Work to be completed - Please reproduce the passage of the relapse text starting at "It is sometimes" and ending at "this from happening.".

How to Eliminate the Risk of Relapse

There is no reason for why people in recovery should have to relapse. There are things that the individual can do to eliminate this risk including:

* Making recovery the number one in their life. The individual needs to keep in mind that if they lose their sobriety they are at risk of losing everything.
* The individual needs to not view the argument that relapse is a normal part of recovery as a green light to return to their addiction. If they do decide to drink again there is no guarantee that they will ever be able to stop again – many who relapse never get a second chance.
* Never taking sobriety for granted. So long as recovery is precious to the individual they will continue to fight hard to keep it.
* People in recovery need to have a new relationship reality. Instead of running away from problems they need to be willing to face them.
* It can really help the individual is they begin to view challenges in life as a chance to grow. In Alcoholics Anonymous they talk about how pain is the touchstone of growth recovery.
* Joining a recovery fellowship can help some people reduce their risk of relapse. They will be able to turn to this group for support and advice.
* If people find that despite giving up alcohol and drugs their life continues to feel out of control they are advised to seek medical advice. It could be that these individuals are dealing with a dual diagnosis involving depression or some other mental illness.
* It is vital that people stay motivated in early recovery. Those who have been to rehab may benefit from a booster session in the first year of sobriety.

Grateful People in Recovery Never Relapse

It is sometimes claimed that grateful people in recovery never relapse. This is because so long as their sobriety remains precious to the individual they will fight hard to keep it. This gratitude gives them the energy and motivation to keep doing the things they need to do to stay sober. There are things that the individual can do to maintain a grateful outlook including:

* Keeping a gratitude journal where the individual regularly records all the good things that are in their life. It is easy for people to take things for granted but this type of journaling can prevent this from happening.

Point localization data
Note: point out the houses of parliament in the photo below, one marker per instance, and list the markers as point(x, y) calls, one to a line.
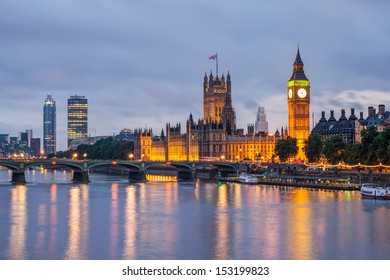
point(216, 137)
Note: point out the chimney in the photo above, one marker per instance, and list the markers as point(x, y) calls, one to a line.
point(381, 109)
point(332, 118)
point(342, 118)
point(352, 117)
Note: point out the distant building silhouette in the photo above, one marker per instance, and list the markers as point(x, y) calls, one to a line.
point(350, 128)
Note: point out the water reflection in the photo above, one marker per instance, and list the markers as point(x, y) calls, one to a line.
point(222, 225)
point(176, 220)
point(130, 224)
point(18, 227)
point(114, 221)
point(78, 219)
point(299, 233)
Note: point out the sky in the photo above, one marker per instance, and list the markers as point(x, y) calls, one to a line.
point(141, 63)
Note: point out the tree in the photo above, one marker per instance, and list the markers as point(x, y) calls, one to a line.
point(286, 148)
point(313, 147)
point(334, 149)
point(103, 149)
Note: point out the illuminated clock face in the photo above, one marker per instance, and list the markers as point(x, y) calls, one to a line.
point(302, 93)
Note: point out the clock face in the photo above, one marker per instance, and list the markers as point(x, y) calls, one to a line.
point(302, 93)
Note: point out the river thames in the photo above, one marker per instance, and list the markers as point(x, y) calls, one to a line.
point(110, 218)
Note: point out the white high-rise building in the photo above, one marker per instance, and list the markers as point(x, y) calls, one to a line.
point(261, 124)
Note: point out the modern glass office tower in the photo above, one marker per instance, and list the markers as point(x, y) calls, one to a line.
point(49, 125)
point(77, 118)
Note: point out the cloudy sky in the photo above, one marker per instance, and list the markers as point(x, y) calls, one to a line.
point(142, 62)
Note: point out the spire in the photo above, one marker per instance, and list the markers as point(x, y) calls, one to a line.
point(298, 59)
point(298, 72)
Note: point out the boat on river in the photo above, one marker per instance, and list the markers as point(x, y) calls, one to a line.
point(248, 179)
point(373, 190)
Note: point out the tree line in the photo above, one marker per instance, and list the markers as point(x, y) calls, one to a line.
point(107, 148)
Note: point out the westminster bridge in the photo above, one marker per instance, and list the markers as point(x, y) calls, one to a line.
point(137, 170)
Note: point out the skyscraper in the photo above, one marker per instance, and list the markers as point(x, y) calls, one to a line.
point(261, 124)
point(77, 118)
point(49, 125)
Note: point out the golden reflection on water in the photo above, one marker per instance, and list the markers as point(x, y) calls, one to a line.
point(78, 219)
point(130, 224)
point(300, 236)
point(170, 229)
point(114, 221)
point(222, 237)
point(18, 228)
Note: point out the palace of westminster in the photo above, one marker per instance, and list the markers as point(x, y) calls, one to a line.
point(216, 136)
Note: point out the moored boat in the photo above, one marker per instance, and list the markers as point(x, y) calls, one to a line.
point(248, 179)
point(373, 190)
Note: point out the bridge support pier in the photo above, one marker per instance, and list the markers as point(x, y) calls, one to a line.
point(18, 177)
point(137, 176)
point(80, 176)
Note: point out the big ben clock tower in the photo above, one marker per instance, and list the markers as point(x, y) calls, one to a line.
point(298, 98)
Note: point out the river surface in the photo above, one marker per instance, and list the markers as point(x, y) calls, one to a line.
point(110, 218)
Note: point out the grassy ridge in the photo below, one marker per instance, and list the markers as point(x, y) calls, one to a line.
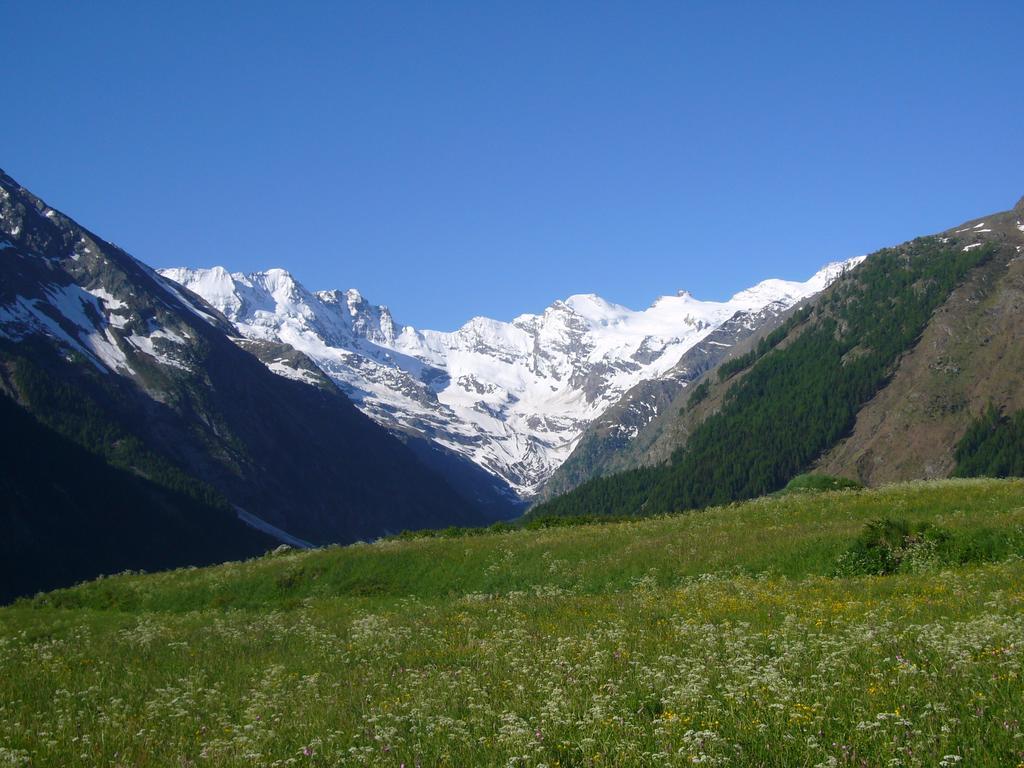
point(720, 637)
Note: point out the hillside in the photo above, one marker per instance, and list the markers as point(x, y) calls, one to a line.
point(879, 380)
point(970, 355)
point(745, 635)
point(511, 398)
point(632, 432)
point(104, 352)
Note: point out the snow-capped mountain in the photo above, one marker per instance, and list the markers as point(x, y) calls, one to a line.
point(132, 369)
point(514, 397)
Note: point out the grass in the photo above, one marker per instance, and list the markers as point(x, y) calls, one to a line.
point(721, 637)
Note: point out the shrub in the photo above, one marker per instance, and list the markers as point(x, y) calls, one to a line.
point(888, 546)
point(820, 482)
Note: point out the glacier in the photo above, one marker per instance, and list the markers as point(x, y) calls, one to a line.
point(512, 396)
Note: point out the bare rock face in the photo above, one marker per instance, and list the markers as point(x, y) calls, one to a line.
point(94, 342)
point(513, 397)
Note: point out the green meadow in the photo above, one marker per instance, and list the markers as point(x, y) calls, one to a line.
point(844, 628)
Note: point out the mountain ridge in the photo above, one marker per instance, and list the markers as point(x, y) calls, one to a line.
point(512, 396)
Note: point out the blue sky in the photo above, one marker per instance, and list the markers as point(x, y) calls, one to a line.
point(461, 159)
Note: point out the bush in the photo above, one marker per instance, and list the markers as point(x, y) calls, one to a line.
point(888, 546)
point(820, 482)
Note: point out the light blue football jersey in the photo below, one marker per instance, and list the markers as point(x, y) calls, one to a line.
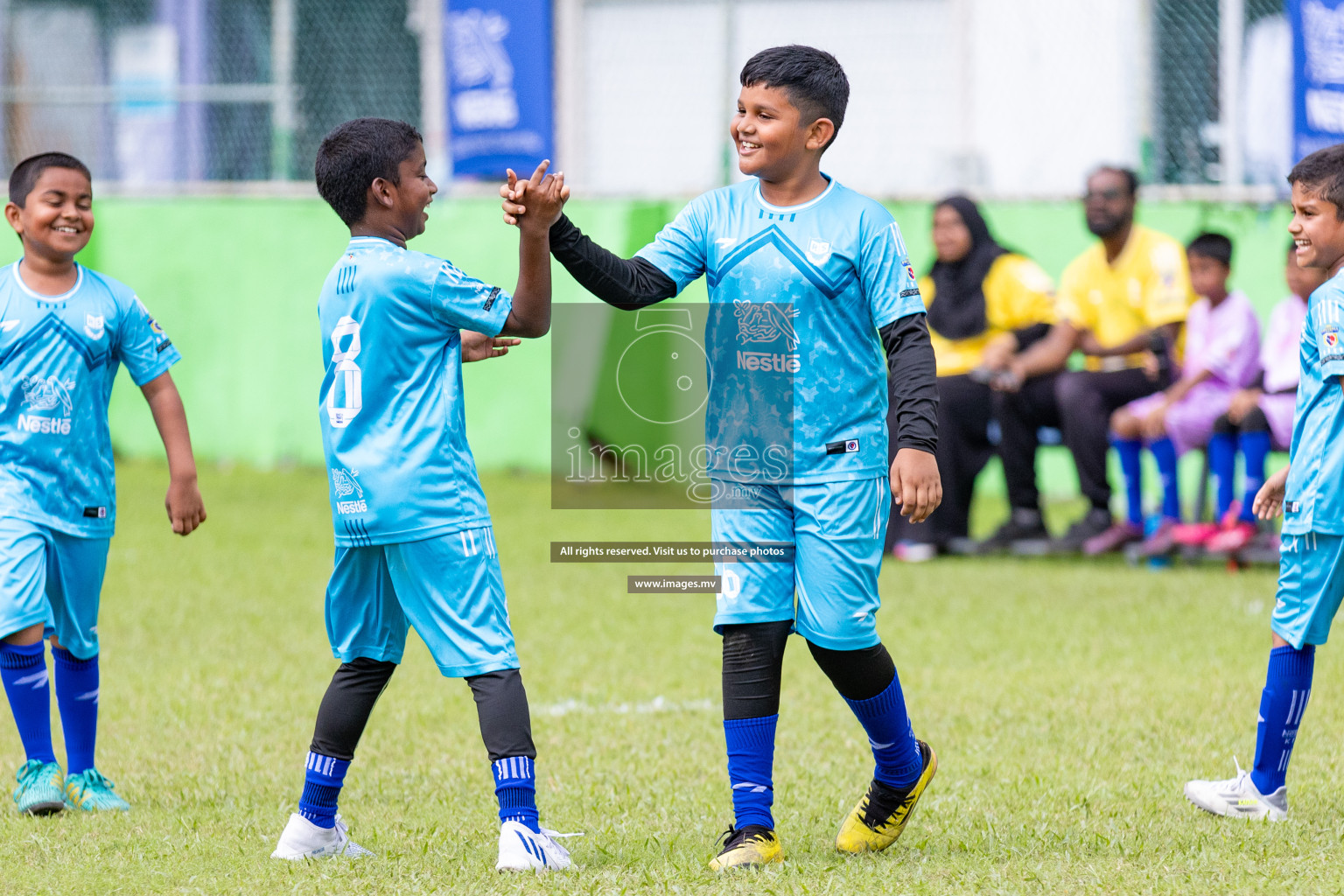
point(58, 359)
point(391, 402)
point(797, 296)
point(1313, 500)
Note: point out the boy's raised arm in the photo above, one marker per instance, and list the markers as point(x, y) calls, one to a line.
point(626, 284)
point(186, 508)
point(531, 313)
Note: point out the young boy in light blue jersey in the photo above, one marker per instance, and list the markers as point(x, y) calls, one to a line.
point(1311, 494)
point(414, 544)
point(808, 284)
point(63, 332)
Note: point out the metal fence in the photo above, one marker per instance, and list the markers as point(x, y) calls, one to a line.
point(170, 92)
point(200, 90)
point(1221, 97)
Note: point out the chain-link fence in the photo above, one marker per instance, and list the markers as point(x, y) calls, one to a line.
point(200, 90)
point(152, 92)
point(1193, 138)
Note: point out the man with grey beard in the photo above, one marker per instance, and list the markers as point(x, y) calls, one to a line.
point(1121, 304)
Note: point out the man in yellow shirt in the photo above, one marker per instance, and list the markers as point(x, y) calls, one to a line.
point(1121, 304)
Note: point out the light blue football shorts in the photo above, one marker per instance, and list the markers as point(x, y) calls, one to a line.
point(1311, 584)
point(831, 587)
point(52, 578)
point(448, 589)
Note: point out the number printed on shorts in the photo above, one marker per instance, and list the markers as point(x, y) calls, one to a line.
point(344, 399)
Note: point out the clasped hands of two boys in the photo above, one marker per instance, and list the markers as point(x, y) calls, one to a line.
point(915, 484)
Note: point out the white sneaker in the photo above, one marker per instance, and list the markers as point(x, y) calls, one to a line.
point(301, 838)
point(521, 850)
point(1238, 798)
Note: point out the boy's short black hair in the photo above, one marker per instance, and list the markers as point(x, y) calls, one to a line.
point(1128, 173)
point(354, 155)
point(25, 173)
point(1323, 175)
point(814, 80)
point(1213, 246)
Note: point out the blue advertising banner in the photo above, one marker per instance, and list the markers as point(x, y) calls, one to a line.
point(500, 103)
point(1318, 74)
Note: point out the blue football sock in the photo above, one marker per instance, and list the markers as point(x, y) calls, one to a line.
point(1130, 465)
point(323, 780)
point(894, 750)
point(77, 696)
point(752, 768)
point(515, 788)
point(1222, 468)
point(1164, 452)
point(1288, 687)
point(23, 669)
point(1254, 451)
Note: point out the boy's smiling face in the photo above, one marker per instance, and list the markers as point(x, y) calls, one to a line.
point(1318, 230)
point(55, 220)
point(772, 143)
point(413, 195)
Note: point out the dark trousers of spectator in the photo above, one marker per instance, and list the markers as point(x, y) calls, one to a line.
point(1077, 402)
point(964, 413)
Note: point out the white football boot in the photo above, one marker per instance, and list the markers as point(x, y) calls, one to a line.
point(301, 838)
point(1238, 798)
point(522, 850)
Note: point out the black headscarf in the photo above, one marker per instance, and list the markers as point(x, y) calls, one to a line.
point(958, 298)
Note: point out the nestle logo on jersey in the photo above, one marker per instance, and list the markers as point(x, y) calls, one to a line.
point(49, 424)
point(769, 361)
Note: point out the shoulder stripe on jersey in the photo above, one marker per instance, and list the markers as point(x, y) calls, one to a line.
point(346, 280)
point(772, 235)
point(93, 360)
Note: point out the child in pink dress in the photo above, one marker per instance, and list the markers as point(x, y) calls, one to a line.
point(1222, 358)
point(1260, 419)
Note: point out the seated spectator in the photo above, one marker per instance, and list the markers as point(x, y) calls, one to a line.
point(984, 304)
point(1121, 303)
point(1222, 356)
point(1258, 419)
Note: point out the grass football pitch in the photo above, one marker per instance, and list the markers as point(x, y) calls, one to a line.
point(1068, 702)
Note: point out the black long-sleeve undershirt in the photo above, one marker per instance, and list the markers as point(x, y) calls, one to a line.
point(636, 283)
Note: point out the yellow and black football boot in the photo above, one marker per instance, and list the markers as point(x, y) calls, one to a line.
point(883, 812)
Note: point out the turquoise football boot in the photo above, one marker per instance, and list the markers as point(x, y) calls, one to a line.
point(90, 792)
point(39, 788)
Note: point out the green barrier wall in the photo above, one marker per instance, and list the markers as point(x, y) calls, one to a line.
point(235, 281)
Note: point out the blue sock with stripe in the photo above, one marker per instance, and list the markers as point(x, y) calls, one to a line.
point(1222, 469)
point(515, 788)
point(1132, 468)
point(752, 768)
point(1288, 687)
point(892, 739)
point(23, 669)
point(1254, 451)
point(323, 780)
point(1164, 452)
point(77, 697)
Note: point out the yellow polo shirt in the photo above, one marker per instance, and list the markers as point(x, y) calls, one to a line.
point(1146, 288)
point(1018, 294)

Answer -
It is sometimes claimed that grateful people in recovery never relapse. This is because so long as their sobriety remains precious to the individual they will fight hard to keep it. This gratitude gives them the energy and motivation to keep doing the things they need to do to stay sober. There are things that the individual can do to maintain a grateful outlook including:

* Keeping a gratitude journal where the individual regularly records all the good things that are in their life. It is easy for people to take things for granted but this type of journaling can prevent this from happening.